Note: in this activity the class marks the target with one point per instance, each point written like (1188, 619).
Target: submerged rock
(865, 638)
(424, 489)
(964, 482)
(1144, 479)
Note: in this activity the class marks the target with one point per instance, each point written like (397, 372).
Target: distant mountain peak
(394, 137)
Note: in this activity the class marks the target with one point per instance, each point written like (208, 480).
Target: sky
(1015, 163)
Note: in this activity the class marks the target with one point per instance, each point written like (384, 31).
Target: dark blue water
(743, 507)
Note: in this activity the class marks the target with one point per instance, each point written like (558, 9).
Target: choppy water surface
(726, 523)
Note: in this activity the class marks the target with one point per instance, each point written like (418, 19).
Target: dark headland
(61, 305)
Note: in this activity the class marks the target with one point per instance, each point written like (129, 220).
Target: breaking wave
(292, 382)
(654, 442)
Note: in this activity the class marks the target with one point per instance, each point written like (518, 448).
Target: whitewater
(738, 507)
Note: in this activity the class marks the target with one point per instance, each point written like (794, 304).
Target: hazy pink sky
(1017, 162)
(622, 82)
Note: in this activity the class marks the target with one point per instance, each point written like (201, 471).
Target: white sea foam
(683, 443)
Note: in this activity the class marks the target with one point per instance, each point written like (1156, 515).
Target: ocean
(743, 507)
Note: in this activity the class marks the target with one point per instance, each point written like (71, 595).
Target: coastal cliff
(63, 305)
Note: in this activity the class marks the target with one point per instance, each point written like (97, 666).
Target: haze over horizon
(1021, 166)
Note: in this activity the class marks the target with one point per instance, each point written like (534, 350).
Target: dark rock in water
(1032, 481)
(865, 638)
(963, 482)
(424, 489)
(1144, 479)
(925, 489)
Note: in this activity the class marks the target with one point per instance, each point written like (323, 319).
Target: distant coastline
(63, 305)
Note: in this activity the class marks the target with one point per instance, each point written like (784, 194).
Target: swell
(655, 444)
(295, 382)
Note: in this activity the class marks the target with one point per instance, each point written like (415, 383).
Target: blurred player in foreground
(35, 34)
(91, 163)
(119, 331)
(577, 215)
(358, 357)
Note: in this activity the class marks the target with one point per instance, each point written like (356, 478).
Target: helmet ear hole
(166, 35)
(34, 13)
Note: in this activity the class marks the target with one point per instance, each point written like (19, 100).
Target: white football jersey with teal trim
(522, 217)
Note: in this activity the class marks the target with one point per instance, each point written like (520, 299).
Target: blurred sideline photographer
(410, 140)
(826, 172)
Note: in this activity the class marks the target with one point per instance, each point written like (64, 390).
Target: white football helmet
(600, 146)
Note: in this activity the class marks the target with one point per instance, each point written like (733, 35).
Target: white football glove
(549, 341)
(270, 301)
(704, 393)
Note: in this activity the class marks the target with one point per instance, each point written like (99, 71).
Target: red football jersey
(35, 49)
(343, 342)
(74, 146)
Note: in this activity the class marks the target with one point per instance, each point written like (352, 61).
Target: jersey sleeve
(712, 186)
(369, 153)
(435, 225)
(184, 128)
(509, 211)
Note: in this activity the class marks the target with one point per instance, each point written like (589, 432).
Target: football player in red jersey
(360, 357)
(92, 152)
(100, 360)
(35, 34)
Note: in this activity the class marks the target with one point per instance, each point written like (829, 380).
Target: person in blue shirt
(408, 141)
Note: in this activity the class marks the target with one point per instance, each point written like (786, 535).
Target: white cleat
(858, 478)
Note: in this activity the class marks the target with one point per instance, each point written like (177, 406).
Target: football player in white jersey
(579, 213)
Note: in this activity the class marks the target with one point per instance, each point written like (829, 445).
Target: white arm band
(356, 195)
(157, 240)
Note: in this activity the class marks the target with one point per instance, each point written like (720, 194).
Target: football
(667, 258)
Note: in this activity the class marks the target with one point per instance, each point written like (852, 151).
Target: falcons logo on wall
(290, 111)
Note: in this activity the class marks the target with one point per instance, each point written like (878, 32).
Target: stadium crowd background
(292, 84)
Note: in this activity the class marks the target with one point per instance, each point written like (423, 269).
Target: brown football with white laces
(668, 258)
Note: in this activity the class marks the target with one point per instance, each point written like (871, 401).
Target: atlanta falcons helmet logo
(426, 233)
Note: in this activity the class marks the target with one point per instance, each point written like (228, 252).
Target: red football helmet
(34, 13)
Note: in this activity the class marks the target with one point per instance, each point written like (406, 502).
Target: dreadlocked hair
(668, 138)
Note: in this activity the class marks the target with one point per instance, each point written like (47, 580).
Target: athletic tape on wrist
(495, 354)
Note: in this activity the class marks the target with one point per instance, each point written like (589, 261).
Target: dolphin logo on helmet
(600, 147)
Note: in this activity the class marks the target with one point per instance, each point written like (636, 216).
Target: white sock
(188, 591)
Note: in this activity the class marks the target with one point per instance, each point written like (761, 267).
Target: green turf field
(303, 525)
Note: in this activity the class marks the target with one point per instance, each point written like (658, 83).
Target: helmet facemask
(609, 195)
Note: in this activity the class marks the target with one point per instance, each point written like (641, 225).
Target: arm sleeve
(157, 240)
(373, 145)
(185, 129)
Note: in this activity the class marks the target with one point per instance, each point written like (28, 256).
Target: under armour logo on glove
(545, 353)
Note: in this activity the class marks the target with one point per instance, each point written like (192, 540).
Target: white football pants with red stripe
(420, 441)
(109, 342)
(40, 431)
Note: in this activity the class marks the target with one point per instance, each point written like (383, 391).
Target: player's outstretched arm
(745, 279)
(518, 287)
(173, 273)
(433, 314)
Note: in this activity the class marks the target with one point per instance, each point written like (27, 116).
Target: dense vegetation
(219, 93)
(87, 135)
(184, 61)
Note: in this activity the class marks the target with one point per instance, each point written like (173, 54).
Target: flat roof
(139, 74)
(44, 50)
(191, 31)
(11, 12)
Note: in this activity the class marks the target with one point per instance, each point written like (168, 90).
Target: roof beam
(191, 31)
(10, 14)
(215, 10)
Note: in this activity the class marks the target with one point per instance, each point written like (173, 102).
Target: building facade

#####

Repeat the data verbatim.

• _FINAL RESULT_:
Note: in this activity the class marks the target with one point per instance, each point written like (1188, 619).
Target: submerged rock
(865, 638)
(424, 489)
(964, 482)
(1144, 479)
Note: in this activity the class marks the target with one point per instance, each point written like (397, 372).
Target: distant mountain peak
(394, 137)
Note: in this activity the class marks the target with one point per instance, each point written like (208, 480).
Target: sky
(1015, 163)
Note: in this activity the class marks the target with one point per instance, each point written like (384, 31).
Target: dark blue water
(743, 507)
Note: in this activity the class marks the target with one point per instance, each point written like (558, 9).
Target: choppy water surface
(726, 523)
Note: in this activity the class marks the target with one point per instance, each point written like (418, 19).
Target: dark headland
(61, 305)
Note: in this activity the class marks the target with one point per instance, each point written like (129, 220).
Target: breaking wave
(292, 382)
(654, 442)
Note: in this activity the class marks the target with one point per instance, each point written like (518, 448).
Target: whitewater
(738, 507)
Note: in this activity the class marks the target with one point per instance, each point written like (794, 304).
Target: hazy pink sky
(1017, 162)
(622, 82)
Note: in this activity the class marks the target with one point per instance, each point written like (201, 471).
Target: white sea foam
(683, 443)
Note: in this activity the class marks the target with one point per instance, each point written like (1156, 515).
Target: ocean
(743, 507)
Note: in this activity the class marks the target with one point per instance, each point written like (71, 595).
Target: coastal cliff
(63, 305)
Note: in this activity the class marks the target with one point per instance, each point written like (97, 666).
Target: haze over horizon
(1021, 166)
Note: in this activity the class marks the target with one point per instance, each point written like (534, 350).
Target: dark rock in water
(1032, 481)
(865, 638)
(963, 482)
(424, 489)
(1144, 479)
(925, 489)
Note: in this activity the class marks the target with one point per instance, each point written like (323, 319).
Target: distant coastline
(63, 305)
Note: in this activity the class marks the target with one point per instance, each point written like (784, 194).
Target: swell
(655, 444)
(295, 382)
Note: in this activity the class marks the target with one point per instance, each point written like (415, 383).
Target: blurred player in foreground
(35, 34)
(91, 163)
(119, 331)
(577, 215)
(358, 357)
Note: in this activity the class marks the target with one point per instance, each point written like (356, 478).
Target: helmet ear hole
(166, 35)
(34, 13)
Note: in this activity the class marks the target with one point per instance, each point written like (19, 100).
Target: white football jersey with teal trim
(522, 217)
Note: in this activity the class marks the target with one point per instance, each point written like (520, 299).
Target: blurred sideline photographer
(410, 140)
(826, 172)
Note: in this activity the class marks the target with one point per instance, each point written like (64, 390).
Target: white football helmet
(600, 146)
Note: in this activity the class marks the target with one point per instance, each point written like (733, 35).
Target: white football glove
(549, 341)
(270, 301)
(704, 393)
Note: in this activity the class marks the target with one point per instance, each point written like (99, 71).
Target: red football jersey
(35, 49)
(343, 342)
(74, 146)
Note: in this activity the class marks the target with one point per instance, each point written like (352, 61).
Target: jersey sleeve
(712, 186)
(369, 153)
(435, 225)
(184, 128)
(509, 211)
Note: in this activity the class marks the target with one point per instance, each point written like (589, 432).
Target: football player in red jersey
(360, 357)
(92, 152)
(100, 360)
(35, 34)
Note: in this activity the class marks the target with one point per instance, each point written like (829, 380).
Target: person in blue shirt
(408, 141)
Note: in this activity the class marks the target with one point per instance, each point written like (786, 535).
Target: white cleat
(858, 478)
Note: in this activity the class marks the target with one point per instance, each point written like (177, 406).
Target: football player in white jersey
(579, 213)
Note: in this activity the class marks the target with one point per instance, each point written like (829, 445).
Target: white arm band
(356, 195)
(157, 240)
Note: in this activity the class marks the target with one point per instance, each point written like (720, 194).
Target: football
(667, 258)
Note: in this activity the class marks the target with one point per instance, each point written like (852, 151).
Target: falcons logo on wall
(290, 111)
Note: in this activity the class marks the target with one point per instance, each point written like (878, 32).
Target: stadium crowd background
(292, 84)
Note: in this activity the class marks the target with one point per instance, each point written like (423, 269).
Target: brown football with white laces
(668, 258)
Note: in this activity the class marks the target with one point per instance, each point written like (871, 401).
Target: atlanta falcons helmet logo
(426, 233)
Note: in this activity the class marks the target with one point per instance, each point written like (228, 252).
Target: red football helmet
(34, 13)
Note: in this activity the class marks the target with one point per instance, each point written like (406, 502).
Target: dreadlocked hair
(668, 138)
Note: in this activity the class marks the target with one point per instance, each point written like (47, 580).
Target: athletic tape on wrist
(495, 354)
Note: in this activity the class marks the target with one point per instance, each point written like (589, 261).
Target: dolphin logo on helmet
(600, 147)
Note: in this activity the class marks the target with one point per instance, each point written like (636, 216).
Target: white sock
(188, 591)
Note: in this activity the class marks the target with one point per instance, each point written like (761, 267).
Target: green turf field
(303, 525)
Note: in this activity the class marks the target with one point per instance, each point written like (658, 83).
Target: helmet facemask
(609, 195)
Note: in this activity the class marks the target with one point per instance, each point written like (641, 225).
Target: arm sleeve
(157, 240)
(373, 145)
(185, 129)
Note: in this activity the class marks the target with one point per instance, each point written like (28, 256).
Target: under armour logo on glove
(545, 353)
Note: in this activity the class marks the target with one point per instance, each point written like (192, 540).
Target: white football pants with red stripe
(420, 441)
(109, 342)
(40, 431)
Note: in this activity the class marks the target with one point per instance, each point written like (383, 391).
Target: player's outstretched arm
(745, 279)
(518, 287)
(173, 273)
(433, 314)
Note: in this activity the class marks the target with one point per instance, each point written like (27, 116).
Target: dense vegetation
(219, 93)
(87, 135)
(184, 61)
Note: in this activity the class marks the target with one point per instance, each point written like (173, 54).
Target: flat roof
(139, 74)
(44, 50)
(191, 31)
(11, 12)
Note: in this activity the class marks the target with one point per instance, each point written like (168, 90).
Target: roof beam
(191, 31)
(10, 14)
(215, 10)
Note: in this activity the class marks the target with one point per instance, each point written like (173, 102).
Target: building facade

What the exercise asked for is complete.